Цитируемый текст ▸
К концу нашего обучения в тех же целях введения в школе латинского языка стала издаваться такая серия «Римские классики» - желтые мягкие книжечки, в которых были тексты с довольно подробными комментариями, иногда даже слишком подробными, потому что давали не столько грамматический комментарий, сколько перевод ad hoc. Там Соболевский выпустил De bello Gallico с огромным своим комментарием, ссылками на грамматику. Их мы тоже использовали как пособия.

А словари?

Это было труднее: их нужно было покупать у букинистов. Они были редкие и дореволюционные. Греческий словарь – это Вейсман, латинские – Шульц и Петрученко. Тогда я смог их купить только потому, что мне тогда Алексей Карпович Дживилегов деньги дал – и я смог купить одного Петрученко и Вейсмана – они у меня до сих пор лежат, из позапрошлого века. Потом появился уже словарь Королькова – тот, что теперь Дворецкого. Корольков – его настоящий автор. Дворецкий был его редактором, и довольно активным, а после смерти Королькова, у которого никаких наследников не было, он как-то мягко перешел в авторство – и упоминание о Королькове, по-моему, вообще исчезло. Но Дворецкий включил туда много новых слов, он много откапывал. И после смерти Дворецкого было внесено много средневековых слов. Поздняя античность и первые века Средневековья в нем хорошо представлены. Но в наше время его еще не было.

Вернемся к студентам: сколько из выпускников шло в науку? Кто чем занимался?

Год на год не приходился. Здесь вообще есть какая-то странная закономерность: график подъемов и спадов похож на кардиограмму: какая-то группа высокая, другая низкая. Хотя, конечно, группа – это виртуальная реальность, это просто набор людей, который объединились совершенно случайно. У меня всю жизнь равномерно чередовались группы увлеченные и скучные, успешные в науке и обычные.

Краткое задание 1 ▸
Выпишите из листинга каждую строку, в которой встречается слово «white», учитывая регистр букв.
Интервью и листинг взяты из разных, не связанных между собой источников.

Извлеченные данные ▸

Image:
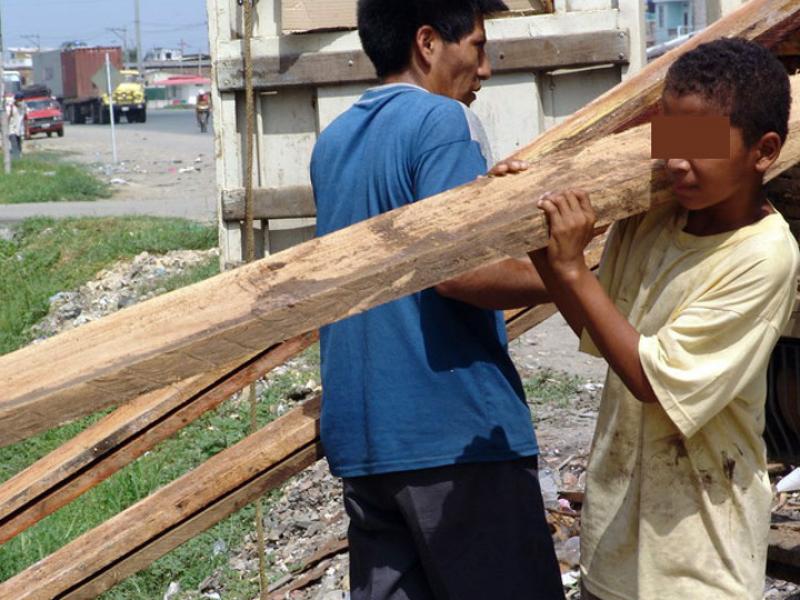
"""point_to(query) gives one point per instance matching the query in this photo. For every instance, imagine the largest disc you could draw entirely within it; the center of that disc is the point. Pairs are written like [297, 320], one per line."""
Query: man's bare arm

---

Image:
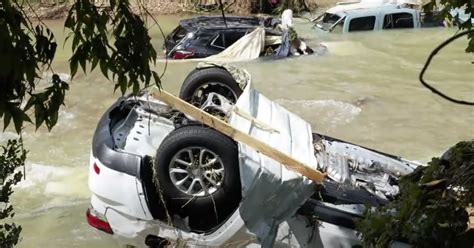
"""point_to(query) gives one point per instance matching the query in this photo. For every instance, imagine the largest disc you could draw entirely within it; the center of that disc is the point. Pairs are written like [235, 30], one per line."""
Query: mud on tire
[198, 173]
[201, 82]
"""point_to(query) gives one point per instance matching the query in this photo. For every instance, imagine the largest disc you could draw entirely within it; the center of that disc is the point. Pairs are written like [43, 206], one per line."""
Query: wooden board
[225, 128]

--

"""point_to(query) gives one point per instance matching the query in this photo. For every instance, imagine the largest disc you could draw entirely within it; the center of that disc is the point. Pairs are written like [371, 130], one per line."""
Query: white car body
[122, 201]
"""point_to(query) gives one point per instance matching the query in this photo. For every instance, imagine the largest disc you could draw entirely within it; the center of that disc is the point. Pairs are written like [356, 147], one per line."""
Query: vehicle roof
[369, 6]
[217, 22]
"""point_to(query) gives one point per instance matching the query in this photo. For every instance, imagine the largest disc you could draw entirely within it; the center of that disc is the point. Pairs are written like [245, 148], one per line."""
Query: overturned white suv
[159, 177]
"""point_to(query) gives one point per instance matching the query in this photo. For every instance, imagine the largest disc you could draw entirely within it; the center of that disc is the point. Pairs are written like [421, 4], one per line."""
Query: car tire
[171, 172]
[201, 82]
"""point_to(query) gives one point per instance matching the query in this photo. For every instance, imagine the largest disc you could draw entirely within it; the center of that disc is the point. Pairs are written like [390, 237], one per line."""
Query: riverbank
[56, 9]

Краткое задание 2 ▸
Повторите дословно фрагмент интервью об изучении древних языков: всё, начиная со слов «Это было труднее: их» и до слов «еще не было.» включительно.

Письменный ответ 1 ▸
Query: white car body
Query: overturned white suv

Письменный ответ 2 ▸
Это было труднее: их нужно было покупать у букинистов. Они были редкие и дореволюционные. Греческий словарь – это Вейсман, латинские – Шульц и Петрученко. Тогда я смог их купить только потому, что мне тогда Алексей Карпович Дживилегов деньги дал – и я смог купить одного Петрученко и Вейсмана – они у меня до сих пор лежат, из позапрошлого века. Потом появился уже словарь Королькова – тот, что теперь Дворецкого. Корольков – его настоящий автор. Дворецкий был его редактором, и довольно активным, а после смерти Королькова, у которого никаких наследников не было, он как-то мягко перешел в авторство – и упоминание о Королькове, по-моему, вообще исчезло. Но Дворецкий включил туда много новых слов, он много откапывал. И после смерти Дворецкого было внесено много средневековых слов. Поздняя античность и первые века Средневековья в нем хорошо представлены. Но в наше время его еще не было.